## [Exercise objective]
Could you write out, word for word, the lines of the data below, from the line that contains "bear's eye, one" through the end of the data, with both ends included?

[Photo-based point labeling data]

·····

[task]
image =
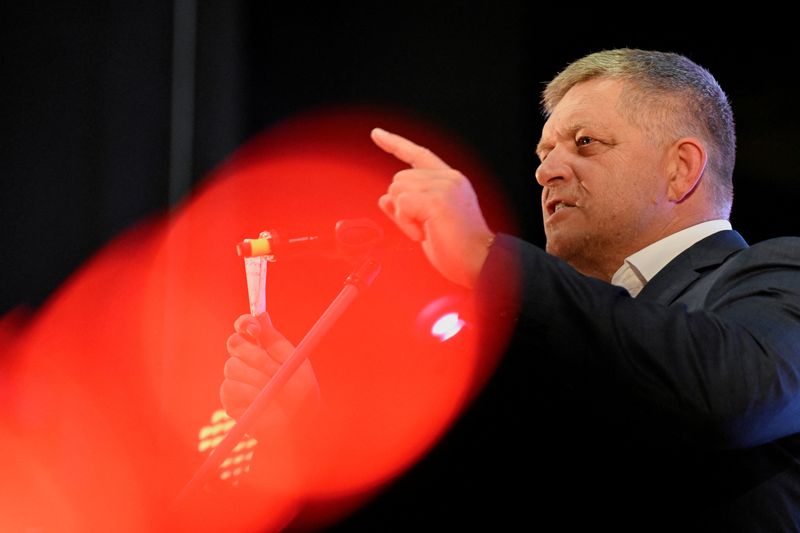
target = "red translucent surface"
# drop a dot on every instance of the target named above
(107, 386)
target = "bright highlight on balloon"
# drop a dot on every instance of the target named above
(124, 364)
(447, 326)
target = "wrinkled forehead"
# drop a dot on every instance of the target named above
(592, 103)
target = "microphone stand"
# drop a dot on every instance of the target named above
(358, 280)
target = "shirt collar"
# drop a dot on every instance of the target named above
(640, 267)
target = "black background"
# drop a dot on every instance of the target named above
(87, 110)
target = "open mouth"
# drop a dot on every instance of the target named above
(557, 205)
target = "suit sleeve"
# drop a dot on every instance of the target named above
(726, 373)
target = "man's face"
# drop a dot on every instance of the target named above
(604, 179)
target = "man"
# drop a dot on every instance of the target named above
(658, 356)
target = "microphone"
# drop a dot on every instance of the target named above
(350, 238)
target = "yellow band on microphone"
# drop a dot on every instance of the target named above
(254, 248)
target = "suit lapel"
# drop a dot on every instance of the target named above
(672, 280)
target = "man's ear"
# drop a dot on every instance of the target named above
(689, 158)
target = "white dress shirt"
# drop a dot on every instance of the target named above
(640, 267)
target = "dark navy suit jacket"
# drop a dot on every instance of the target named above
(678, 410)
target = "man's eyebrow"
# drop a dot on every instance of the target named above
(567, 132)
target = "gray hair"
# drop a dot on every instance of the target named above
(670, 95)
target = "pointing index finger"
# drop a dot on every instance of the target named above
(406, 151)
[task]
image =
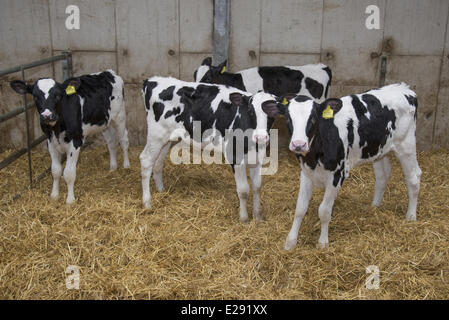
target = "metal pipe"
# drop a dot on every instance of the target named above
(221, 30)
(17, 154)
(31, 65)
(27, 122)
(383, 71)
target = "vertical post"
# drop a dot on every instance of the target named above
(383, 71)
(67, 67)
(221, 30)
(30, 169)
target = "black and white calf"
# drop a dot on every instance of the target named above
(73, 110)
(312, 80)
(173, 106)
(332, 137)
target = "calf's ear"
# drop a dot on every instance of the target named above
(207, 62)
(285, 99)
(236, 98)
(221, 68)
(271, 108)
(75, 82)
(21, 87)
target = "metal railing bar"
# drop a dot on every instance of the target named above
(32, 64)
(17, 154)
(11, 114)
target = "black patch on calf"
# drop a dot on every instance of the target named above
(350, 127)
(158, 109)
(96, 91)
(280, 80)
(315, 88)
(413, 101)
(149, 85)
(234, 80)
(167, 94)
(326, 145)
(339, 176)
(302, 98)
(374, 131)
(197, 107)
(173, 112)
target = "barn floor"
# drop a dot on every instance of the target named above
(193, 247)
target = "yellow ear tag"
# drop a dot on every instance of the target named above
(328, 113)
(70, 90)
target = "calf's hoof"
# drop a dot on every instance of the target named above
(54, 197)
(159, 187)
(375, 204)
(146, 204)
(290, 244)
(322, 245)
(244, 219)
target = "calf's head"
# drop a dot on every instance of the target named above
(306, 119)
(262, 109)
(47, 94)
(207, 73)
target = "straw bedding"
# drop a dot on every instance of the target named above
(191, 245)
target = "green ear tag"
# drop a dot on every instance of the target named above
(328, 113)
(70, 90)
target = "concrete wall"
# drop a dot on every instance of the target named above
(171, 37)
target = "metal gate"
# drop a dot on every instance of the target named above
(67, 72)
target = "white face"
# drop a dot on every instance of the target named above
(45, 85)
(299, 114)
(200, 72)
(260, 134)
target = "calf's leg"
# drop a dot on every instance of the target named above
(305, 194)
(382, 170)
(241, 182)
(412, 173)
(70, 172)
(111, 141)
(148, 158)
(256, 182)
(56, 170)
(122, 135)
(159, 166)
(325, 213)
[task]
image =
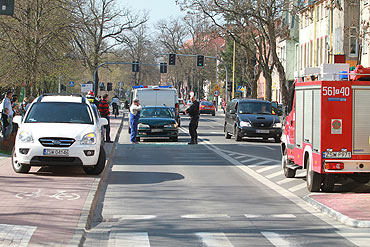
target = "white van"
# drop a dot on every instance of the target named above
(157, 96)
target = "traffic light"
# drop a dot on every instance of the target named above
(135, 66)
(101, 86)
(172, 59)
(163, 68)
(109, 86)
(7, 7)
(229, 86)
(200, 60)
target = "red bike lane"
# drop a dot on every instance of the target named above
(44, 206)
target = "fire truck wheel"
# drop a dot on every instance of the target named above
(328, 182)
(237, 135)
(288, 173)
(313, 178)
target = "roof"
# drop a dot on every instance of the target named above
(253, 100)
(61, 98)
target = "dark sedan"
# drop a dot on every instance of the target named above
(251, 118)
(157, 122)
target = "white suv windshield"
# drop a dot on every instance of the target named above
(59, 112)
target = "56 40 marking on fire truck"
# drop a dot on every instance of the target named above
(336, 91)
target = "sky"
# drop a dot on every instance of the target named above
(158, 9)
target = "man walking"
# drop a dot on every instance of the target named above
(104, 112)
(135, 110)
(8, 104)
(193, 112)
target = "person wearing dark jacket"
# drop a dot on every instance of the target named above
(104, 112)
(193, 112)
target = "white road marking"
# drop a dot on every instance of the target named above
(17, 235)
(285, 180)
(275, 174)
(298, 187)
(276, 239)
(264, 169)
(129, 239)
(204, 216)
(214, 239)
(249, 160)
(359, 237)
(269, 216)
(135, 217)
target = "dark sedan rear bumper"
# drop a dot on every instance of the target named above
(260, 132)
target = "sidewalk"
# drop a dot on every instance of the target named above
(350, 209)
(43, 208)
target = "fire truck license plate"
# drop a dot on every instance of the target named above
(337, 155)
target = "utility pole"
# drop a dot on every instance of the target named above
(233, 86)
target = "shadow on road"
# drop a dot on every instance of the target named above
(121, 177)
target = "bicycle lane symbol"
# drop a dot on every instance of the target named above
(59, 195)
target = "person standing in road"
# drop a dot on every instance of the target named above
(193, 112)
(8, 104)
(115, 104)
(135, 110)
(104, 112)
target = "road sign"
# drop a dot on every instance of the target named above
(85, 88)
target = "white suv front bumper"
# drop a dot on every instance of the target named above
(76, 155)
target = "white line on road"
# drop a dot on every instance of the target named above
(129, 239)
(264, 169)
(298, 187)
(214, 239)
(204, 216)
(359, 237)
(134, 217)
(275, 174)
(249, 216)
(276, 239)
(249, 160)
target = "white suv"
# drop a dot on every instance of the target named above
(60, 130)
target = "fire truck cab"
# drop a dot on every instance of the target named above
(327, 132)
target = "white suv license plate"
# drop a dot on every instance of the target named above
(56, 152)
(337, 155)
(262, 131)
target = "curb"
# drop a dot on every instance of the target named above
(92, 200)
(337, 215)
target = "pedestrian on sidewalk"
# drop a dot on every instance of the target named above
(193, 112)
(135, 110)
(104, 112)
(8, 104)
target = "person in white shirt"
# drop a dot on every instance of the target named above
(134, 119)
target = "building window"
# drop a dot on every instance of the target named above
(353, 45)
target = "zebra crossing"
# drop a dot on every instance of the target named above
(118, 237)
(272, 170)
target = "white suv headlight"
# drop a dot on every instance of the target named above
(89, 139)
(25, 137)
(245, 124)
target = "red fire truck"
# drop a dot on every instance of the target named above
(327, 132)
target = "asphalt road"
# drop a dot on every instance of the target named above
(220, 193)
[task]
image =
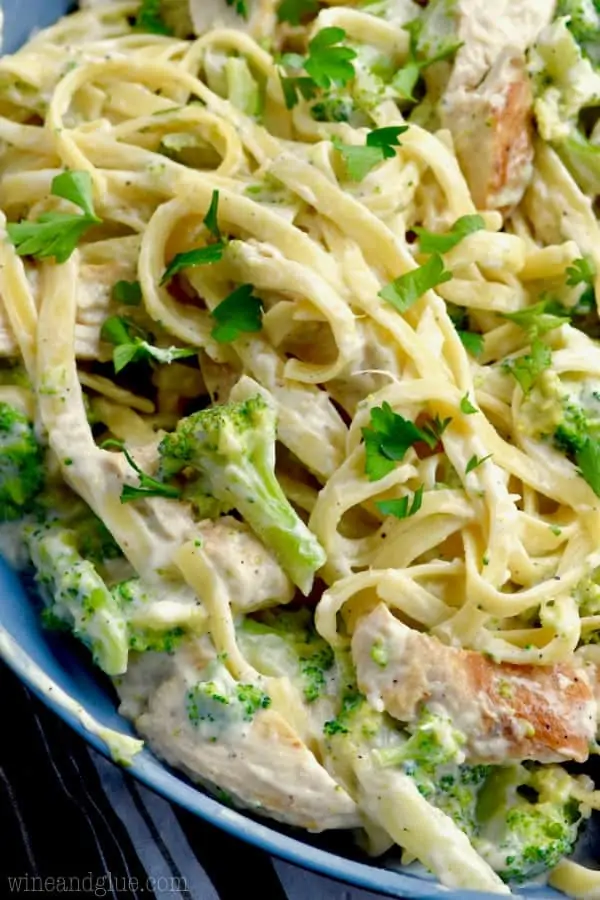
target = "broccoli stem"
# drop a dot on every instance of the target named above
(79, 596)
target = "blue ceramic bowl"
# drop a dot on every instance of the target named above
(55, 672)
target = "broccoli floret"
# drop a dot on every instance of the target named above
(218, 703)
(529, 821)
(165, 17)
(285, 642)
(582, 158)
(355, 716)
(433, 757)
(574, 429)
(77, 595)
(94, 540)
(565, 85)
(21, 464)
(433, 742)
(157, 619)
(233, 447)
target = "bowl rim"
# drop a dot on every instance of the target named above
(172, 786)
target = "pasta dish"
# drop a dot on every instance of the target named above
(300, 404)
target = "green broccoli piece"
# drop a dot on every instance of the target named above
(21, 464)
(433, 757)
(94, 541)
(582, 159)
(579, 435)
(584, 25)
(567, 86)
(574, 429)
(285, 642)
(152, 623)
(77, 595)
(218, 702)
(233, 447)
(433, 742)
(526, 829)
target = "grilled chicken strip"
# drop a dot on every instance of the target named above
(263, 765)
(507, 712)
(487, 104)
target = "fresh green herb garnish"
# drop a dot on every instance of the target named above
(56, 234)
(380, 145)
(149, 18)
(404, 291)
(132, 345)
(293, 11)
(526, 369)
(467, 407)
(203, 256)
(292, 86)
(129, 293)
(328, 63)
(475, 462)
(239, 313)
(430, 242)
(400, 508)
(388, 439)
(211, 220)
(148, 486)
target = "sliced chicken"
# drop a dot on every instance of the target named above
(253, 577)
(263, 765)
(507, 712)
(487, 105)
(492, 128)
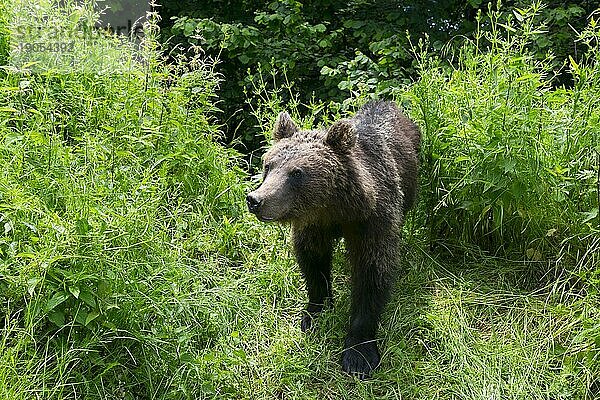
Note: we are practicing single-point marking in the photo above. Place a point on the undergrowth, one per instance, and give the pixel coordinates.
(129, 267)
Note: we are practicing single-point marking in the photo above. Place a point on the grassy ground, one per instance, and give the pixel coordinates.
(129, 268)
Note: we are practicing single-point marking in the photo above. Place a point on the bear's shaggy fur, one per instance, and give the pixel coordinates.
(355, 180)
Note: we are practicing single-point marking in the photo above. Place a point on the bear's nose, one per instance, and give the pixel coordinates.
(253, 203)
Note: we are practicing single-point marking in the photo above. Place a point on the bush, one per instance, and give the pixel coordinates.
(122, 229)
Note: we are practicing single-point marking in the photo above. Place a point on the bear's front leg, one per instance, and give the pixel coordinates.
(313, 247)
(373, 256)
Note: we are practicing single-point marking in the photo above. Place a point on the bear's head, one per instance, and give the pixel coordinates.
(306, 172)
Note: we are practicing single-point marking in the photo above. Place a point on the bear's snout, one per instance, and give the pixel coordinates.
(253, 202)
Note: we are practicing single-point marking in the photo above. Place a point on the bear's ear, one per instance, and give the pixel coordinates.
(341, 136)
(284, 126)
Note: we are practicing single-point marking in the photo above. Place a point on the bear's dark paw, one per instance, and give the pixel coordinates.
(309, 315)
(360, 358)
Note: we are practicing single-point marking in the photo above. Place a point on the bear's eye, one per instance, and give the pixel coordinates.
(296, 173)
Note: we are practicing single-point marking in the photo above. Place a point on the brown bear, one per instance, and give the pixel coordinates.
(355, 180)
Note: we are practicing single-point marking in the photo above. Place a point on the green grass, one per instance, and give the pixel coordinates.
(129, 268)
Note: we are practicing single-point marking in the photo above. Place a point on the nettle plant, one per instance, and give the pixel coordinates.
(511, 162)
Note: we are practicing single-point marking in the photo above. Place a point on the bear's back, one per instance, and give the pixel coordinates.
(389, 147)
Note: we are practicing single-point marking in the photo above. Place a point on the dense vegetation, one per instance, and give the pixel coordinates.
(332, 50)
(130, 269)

·····

## [Output below]
Note: we are practicing single-point marking in the photo above. Place a point on the bear's eye, one per instance, and give the pixel coordinates.
(296, 173)
Note: we are practicing single-point marking in the photo above. Place a point on the brown bear, one per instance, and give the pixel coordinates.
(355, 180)
Note: we are practicing single-point marking in the photo above. Place a point on the green grass, one per instance, and give the pixel coordinates.
(129, 268)
Note: we are practicing single-point marking in the photo above. Place a point on the nettle plant, one per instance, and give the pixel coordinates.
(511, 162)
Note: we are practicing single-point marking in the photo above. Place a point on the bear's back, one per instance, and give the pixel coordinates.
(389, 147)
Note: we are practicing single-point marking in the photo above. Place a point on the dense vegetation, one per instance, and give the pixel coordinates.
(332, 50)
(130, 269)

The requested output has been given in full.